• _PROVIDED TEXT_
● ● ● ● ●
Oppenheimer: Is Christopher Nolan guilty of perpetuating a historical myth?
Professor Gareth Williams on why Christopher Nolan's new blockbuster film Oppenheimer perpetuates a myth that the atomic bombs dropped on Japan in August 1945 were all-American inventions. Here he explains the British contribution to the story...
I've just seen Christopher Nolan's Oppenheimer, which fully deserves its five-star rating. I also won a bet – that Nolan would perpetuate the pervasive myth that the atomic bombs dropped on Japan in August 1945 were all-American inventions.
We all know the story. Albert Einstein writes a letter to President Roosevelt, urging America to build an atomic bomb before the Nazis can.
Roosevelt sets up the Manhattan Project under physicist Robert Oppenheimer and military engineer General Leslie Groves. Oppenheimer assembles a brilliant American team at Los Alamos, which designs and constructs the bombs. These destroy Hiroshima and Nagasaki, precipitating the Japanese surrender and ending the Second World War.
● ● ● ● ●
• _WHAT TO WORK ON_
Extract the complete Oppenheimer article above, reproducing every word unchanged.

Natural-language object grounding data
● ● ● ● ●
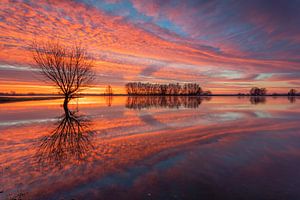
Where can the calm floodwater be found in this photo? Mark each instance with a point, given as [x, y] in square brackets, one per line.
[151, 148]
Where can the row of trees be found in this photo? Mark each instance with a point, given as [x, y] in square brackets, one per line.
[255, 91]
[138, 88]
[144, 102]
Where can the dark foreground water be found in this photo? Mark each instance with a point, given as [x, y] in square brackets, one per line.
[151, 148]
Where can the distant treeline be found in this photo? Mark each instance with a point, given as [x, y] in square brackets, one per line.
[142, 102]
[138, 88]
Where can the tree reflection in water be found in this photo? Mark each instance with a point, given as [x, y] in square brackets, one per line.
[141, 102]
[258, 100]
[68, 142]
● ● ● ● ●
• _EXERCISE SOLUTION_
Oppenheimer: Is Christopher Nolan guilty of perpetuating a historical myth?
Professor Gareth Williams on why Christopher Nolan's new blockbuster film Oppenheimer perpetuates a myth that the atomic bombs dropped on Japan in August 1945 were all-American inventions. Here he explains the British contribution to the story...
I've just seen Christopher Nolan's Oppenheimer, which fully deserves its five-star rating. I also won a bet – that Nolan would perpetuate the pervasive myth that the atomic bombs dropped on Japan in August 1945 were all-American inventions.
We all know the story. Albert Einstein writes a letter to President Roosevelt, urging America to build an atomic bomb before the Nazis can.
Roosevelt sets up the Manhattan Project under physicist Robert Oppenheimer and military engineer General Leslie Groves. Oppenheimer assembles a brilliant American team at Los Alamos, which designs and constructs the bombs. These destroy Hiroshima and Nagasaki, precipitating the Japanese surrender and ending the Second World War.